— DOCUMENT SECTION —
__________

UserScript: Reformat MET .stat ECNT data, calculate aggregation statistics, and generate a spread skill plot

model_applications/ short_range/ UserScript_fcstRRFS_fcstOnly_Reformat_Aggregate_Plot_ecnt_spread_skill.py

Scientific Objective

This use case illustrates how to use MET .stat output (using the ECNT linetype data) to generate a spread skill plot using a subset of the METplus Analysis Tools (METdataio, METcalcpy, and METplotpy). The METdataio METreformat module extracts the ECNT linetype data and performs reformatting, the METcalcpy agg-stat module performs aggregation, and the METplotpy line plot is used to generate the spread skill plot.

Datasets

  • Forecast dataset: RRFS GEFS (Rapid Refresh Forecast System Global Ensemble Forecast System)

  • Observation dataset: None

Input: MET .stat files from MET ensemble-stat tool for RRFS for 20220506

Location: All the input data required for this use case can be found in the met_test sample data tarball (sample_data-short_range.tgz).

__________

— MATERIAL —
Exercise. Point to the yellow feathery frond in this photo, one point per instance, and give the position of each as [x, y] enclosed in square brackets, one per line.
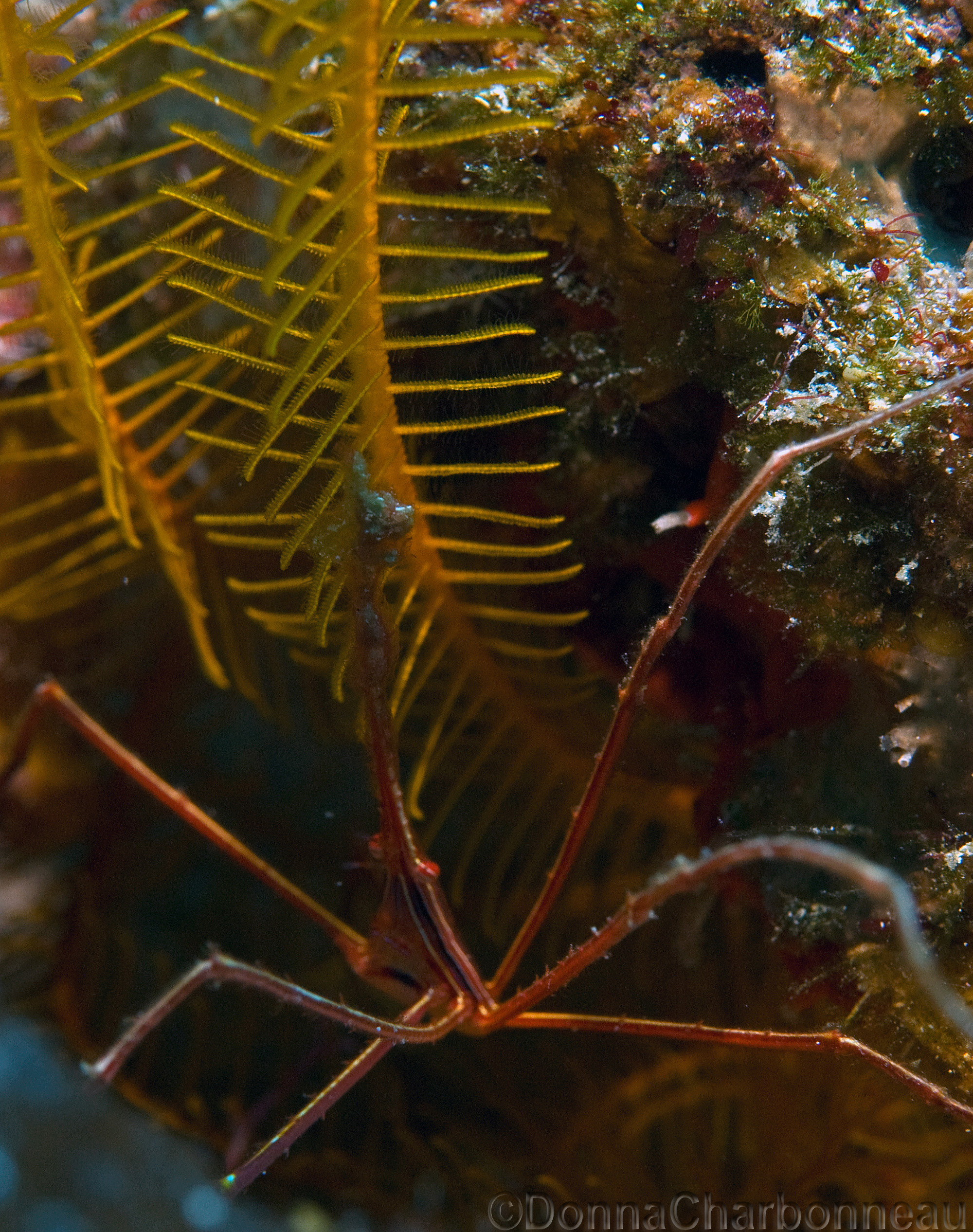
[359, 382]
[88, 402]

__________

— REQUIRED ACTIONS —
[a] According to the use case description, which METcalcpy module performs the aggregation?
[b] Please write out everything in the use case description from "UserScript: Reformat MET" down to "Ensemble Forecast System)".

— FINAL RESULTS —
[a] The agg-stat module.

[b]
UserScript: Reformat MET .stat ECNT data, calculate aggregation statistics, and generate a spread skill plot

model_applications/ short_range/ UserScript_fcstRRFS_fcstOnly_Reformat_Aggregate_Plot_ecnt_spread_skill.py

Scientific Objective

This use case illustrates how to use MET .stat output (using the ECNT linetype data) to generate a spread skill plot using a subset of the METplus Analysis Tools (METdataio, METcalcpy, and METplotpy). The METdataio METreformat module extracts the ECNT linetype data and performs reformatting, the METcalcpy agg-stat module performs aggregation, and the METplotpy line plot is used to generate the spread skill plot.

Datasets

  • Forecast dataset: RRFS GEFS (Rapid Refresh Forecast System Global Ensemble Forecast System)